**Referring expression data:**
^^^^^^^^^^^^^^^^

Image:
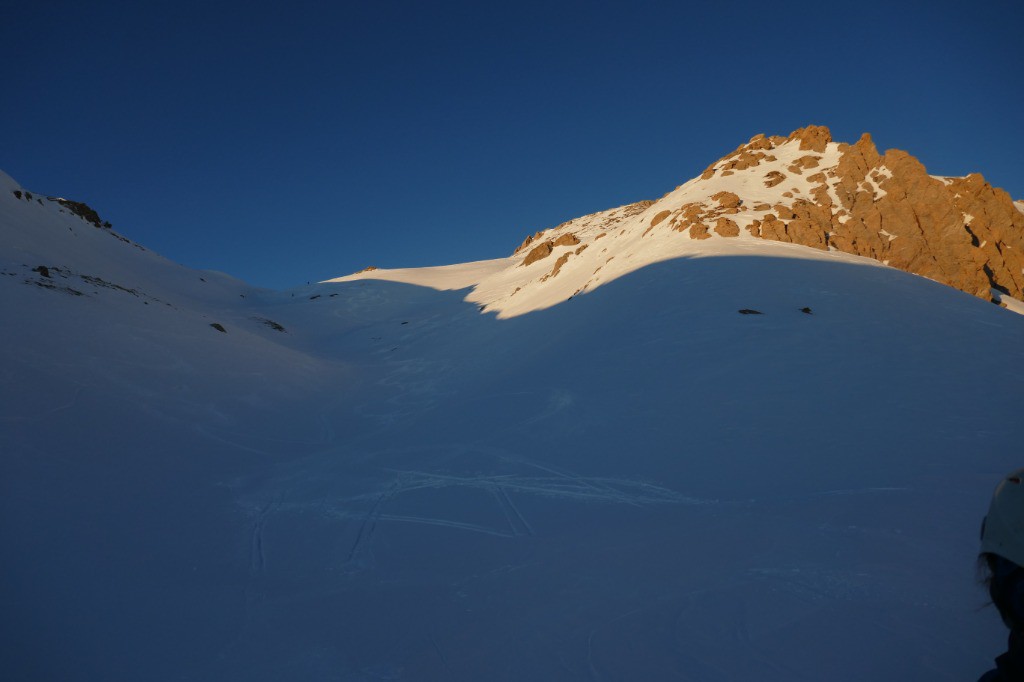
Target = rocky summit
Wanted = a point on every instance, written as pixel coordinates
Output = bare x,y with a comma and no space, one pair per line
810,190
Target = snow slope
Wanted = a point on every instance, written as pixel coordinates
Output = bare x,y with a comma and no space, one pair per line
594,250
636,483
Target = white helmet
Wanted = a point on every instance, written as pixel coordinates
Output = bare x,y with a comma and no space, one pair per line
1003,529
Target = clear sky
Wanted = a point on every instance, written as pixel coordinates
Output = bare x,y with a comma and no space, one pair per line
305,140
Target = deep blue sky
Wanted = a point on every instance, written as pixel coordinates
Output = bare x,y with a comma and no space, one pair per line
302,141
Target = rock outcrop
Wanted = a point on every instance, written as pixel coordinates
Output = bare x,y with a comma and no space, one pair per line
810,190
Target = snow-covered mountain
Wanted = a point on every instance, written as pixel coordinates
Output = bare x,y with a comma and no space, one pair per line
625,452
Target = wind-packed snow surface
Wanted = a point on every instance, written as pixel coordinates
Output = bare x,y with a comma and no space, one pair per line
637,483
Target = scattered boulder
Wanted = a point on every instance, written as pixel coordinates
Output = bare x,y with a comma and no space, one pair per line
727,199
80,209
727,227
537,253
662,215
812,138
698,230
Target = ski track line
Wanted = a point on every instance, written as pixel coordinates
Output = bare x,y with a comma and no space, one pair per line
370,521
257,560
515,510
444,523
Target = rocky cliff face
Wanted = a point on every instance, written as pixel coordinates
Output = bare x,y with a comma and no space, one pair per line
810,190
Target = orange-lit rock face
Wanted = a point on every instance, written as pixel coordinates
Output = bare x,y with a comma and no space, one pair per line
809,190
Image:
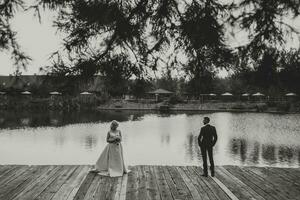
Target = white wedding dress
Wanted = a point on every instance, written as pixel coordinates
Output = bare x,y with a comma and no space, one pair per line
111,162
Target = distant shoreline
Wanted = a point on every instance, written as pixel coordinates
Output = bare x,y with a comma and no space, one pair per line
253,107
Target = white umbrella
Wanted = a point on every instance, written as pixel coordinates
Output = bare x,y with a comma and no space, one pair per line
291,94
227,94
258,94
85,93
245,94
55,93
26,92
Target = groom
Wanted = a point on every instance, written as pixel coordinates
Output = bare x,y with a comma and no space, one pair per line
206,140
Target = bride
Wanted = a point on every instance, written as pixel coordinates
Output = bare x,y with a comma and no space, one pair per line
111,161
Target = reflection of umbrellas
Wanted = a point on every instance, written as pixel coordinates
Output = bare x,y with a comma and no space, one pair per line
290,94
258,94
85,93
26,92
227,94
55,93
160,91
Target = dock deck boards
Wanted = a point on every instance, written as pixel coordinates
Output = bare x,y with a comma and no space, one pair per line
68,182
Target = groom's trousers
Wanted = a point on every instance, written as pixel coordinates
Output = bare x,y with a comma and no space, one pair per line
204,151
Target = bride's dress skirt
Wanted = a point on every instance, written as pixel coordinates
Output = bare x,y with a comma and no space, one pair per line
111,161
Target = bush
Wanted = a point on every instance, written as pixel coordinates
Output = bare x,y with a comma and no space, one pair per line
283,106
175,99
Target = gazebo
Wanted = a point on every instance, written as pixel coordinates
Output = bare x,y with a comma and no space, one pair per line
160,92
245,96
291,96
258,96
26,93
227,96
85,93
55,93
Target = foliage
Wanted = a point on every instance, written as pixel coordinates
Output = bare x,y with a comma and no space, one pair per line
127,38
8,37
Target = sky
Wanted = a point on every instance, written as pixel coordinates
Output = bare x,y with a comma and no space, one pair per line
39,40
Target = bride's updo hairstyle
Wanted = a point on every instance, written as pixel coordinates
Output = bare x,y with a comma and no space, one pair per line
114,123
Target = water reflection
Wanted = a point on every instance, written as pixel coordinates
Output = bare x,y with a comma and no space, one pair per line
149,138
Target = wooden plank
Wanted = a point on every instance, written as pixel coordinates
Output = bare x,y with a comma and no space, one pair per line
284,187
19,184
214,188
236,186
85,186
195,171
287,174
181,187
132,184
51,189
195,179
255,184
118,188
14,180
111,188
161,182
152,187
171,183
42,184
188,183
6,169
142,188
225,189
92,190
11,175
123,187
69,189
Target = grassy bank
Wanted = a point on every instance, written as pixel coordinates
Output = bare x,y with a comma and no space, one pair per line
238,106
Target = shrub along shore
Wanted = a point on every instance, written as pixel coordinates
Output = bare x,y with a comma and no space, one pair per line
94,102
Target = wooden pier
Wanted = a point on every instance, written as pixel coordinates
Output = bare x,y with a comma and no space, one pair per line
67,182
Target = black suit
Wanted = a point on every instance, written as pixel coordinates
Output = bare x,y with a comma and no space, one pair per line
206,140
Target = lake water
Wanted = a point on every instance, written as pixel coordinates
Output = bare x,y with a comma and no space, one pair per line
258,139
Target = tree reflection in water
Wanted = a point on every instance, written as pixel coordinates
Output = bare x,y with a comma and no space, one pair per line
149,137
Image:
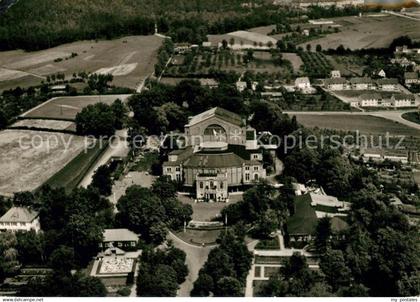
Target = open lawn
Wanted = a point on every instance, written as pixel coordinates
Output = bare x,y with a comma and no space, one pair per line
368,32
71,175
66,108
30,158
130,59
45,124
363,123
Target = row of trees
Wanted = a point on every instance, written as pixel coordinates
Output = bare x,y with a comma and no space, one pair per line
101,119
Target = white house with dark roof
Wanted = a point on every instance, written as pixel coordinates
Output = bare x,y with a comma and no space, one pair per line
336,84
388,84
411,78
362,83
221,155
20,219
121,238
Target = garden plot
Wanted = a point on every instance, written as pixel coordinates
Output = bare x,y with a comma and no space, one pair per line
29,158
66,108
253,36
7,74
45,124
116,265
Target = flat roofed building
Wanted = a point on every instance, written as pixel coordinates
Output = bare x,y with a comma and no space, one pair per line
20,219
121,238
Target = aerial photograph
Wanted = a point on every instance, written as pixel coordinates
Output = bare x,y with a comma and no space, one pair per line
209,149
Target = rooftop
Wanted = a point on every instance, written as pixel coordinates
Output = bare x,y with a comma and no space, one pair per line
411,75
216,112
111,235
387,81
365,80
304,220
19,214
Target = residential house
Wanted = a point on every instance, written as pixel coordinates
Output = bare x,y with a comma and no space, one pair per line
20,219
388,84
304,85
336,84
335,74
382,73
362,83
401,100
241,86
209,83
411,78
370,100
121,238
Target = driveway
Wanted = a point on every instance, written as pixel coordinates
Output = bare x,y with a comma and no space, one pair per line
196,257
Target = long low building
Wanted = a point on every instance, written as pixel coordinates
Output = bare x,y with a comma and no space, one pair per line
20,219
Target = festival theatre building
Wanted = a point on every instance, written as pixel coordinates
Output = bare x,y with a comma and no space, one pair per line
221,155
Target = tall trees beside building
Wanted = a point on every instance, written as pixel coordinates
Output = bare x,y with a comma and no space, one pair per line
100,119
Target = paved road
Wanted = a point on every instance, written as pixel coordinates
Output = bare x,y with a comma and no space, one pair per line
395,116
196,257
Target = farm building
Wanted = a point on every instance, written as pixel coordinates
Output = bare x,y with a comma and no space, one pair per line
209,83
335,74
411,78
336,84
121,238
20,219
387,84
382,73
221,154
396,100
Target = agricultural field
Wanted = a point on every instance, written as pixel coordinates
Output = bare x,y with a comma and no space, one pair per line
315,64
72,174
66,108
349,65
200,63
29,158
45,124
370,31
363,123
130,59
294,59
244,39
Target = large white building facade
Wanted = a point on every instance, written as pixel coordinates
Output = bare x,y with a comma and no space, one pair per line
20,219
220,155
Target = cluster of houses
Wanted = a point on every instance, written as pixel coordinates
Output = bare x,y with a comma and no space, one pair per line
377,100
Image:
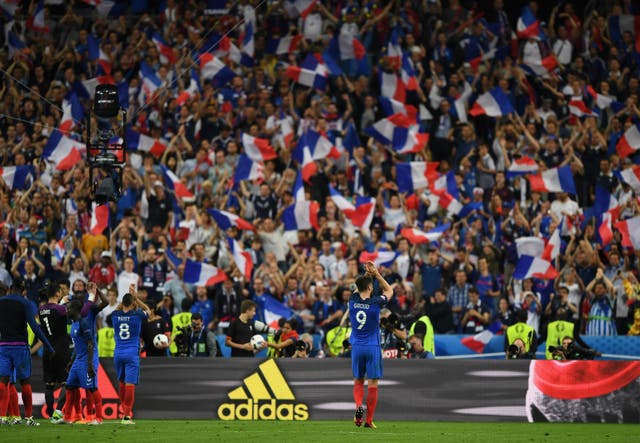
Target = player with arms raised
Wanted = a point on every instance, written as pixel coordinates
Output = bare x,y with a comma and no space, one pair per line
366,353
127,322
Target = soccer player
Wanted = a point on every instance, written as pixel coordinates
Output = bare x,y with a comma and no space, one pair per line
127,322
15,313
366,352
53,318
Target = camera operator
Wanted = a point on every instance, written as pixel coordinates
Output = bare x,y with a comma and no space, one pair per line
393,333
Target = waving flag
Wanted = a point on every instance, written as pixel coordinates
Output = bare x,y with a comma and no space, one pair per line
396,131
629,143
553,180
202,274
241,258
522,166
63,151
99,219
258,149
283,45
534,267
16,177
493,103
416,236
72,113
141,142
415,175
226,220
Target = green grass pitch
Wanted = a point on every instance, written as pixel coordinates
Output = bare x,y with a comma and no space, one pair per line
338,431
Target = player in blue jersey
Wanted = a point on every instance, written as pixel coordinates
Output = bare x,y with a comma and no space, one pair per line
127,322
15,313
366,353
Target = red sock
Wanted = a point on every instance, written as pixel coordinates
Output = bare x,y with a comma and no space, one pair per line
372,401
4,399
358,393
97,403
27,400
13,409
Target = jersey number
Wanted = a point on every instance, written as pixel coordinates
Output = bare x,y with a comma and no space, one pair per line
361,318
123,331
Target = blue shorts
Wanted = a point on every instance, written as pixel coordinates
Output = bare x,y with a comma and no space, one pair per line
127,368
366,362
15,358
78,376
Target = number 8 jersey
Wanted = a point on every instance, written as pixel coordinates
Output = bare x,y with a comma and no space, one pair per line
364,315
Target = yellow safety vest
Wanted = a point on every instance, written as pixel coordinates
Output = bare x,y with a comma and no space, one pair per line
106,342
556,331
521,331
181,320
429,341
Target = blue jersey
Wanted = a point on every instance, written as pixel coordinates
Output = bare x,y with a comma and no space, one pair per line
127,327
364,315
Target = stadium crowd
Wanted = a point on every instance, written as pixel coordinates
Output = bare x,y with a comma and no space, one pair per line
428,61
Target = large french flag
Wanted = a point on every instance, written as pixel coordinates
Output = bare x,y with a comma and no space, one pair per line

^^^^^^^^^^^^^^^^

**TASK TO CARRY OUT:**
Print the data above from its first line through the line that has "Target = orange-lit rock face", exactly and with nothing else, omitting pictures.

**ANSWER FOR THIS EXERCISE:**
Image:
Target = rocky summit
Wanted = a point on every instance, written as pixel coordinates
Output = bare x,y with a comma and no space, one pair per line
810,190
Target = snow slope
Wanted = a point on every instance, written as pixel coordinates
Output = bare x,y with a comma and no space, one pair per line
594,250
636,483
Target = white helmet
Wanted = a point on every instance, written as pixel coordinates
Output = bare x,y with a comma and no space, one pair per line
1003,529
Target = clear sky
Wanted = a point on every instance, written as pixel coordinates
Output = bare x,y with a comma and no space, one pair per line
305,140
Target = deep blue sky
Wanted = a point on every instance, written as pixel coordinates
Output = bare x,y with a comma and no space, one pair per line
302,141
Target = rock outcrop
Wanted = a point on every instance, written as pixel coordinates
Output = bare x,y with a comma and no space, one pair per line
810,190
Target = snow-covered mountain
Wanted = a point on every instance, written as pixel coordinates
Output = bare x,y with a comma and no space, one pair per line
625,452
Target = wind-packed snow surface
Wanted = a point on every instance, written as pixel coordinates
Output = bare x,y with a comma and no space, one pair per line
637,483
Target = scattered boulder
Wanted = a point on every instance, written as pixel coordinates
Output = bare x,y with a comma and no space, one pair per line
727,199
80,209
727,227
537,253
662,215
812,138
698,230
Target = ski track line
Wanted = a point on every instance, written as pixel coordinates
Output = bare x,y with a comma and no space, one pair per line
370,521
257,560
515,510
444,523
Target = rocky cliff face
Wanted = a point on every instance, written as pixel coordinates
Output = bare x,y with a comma and no space, one pair per line
810,190
Target = orange-lit rock face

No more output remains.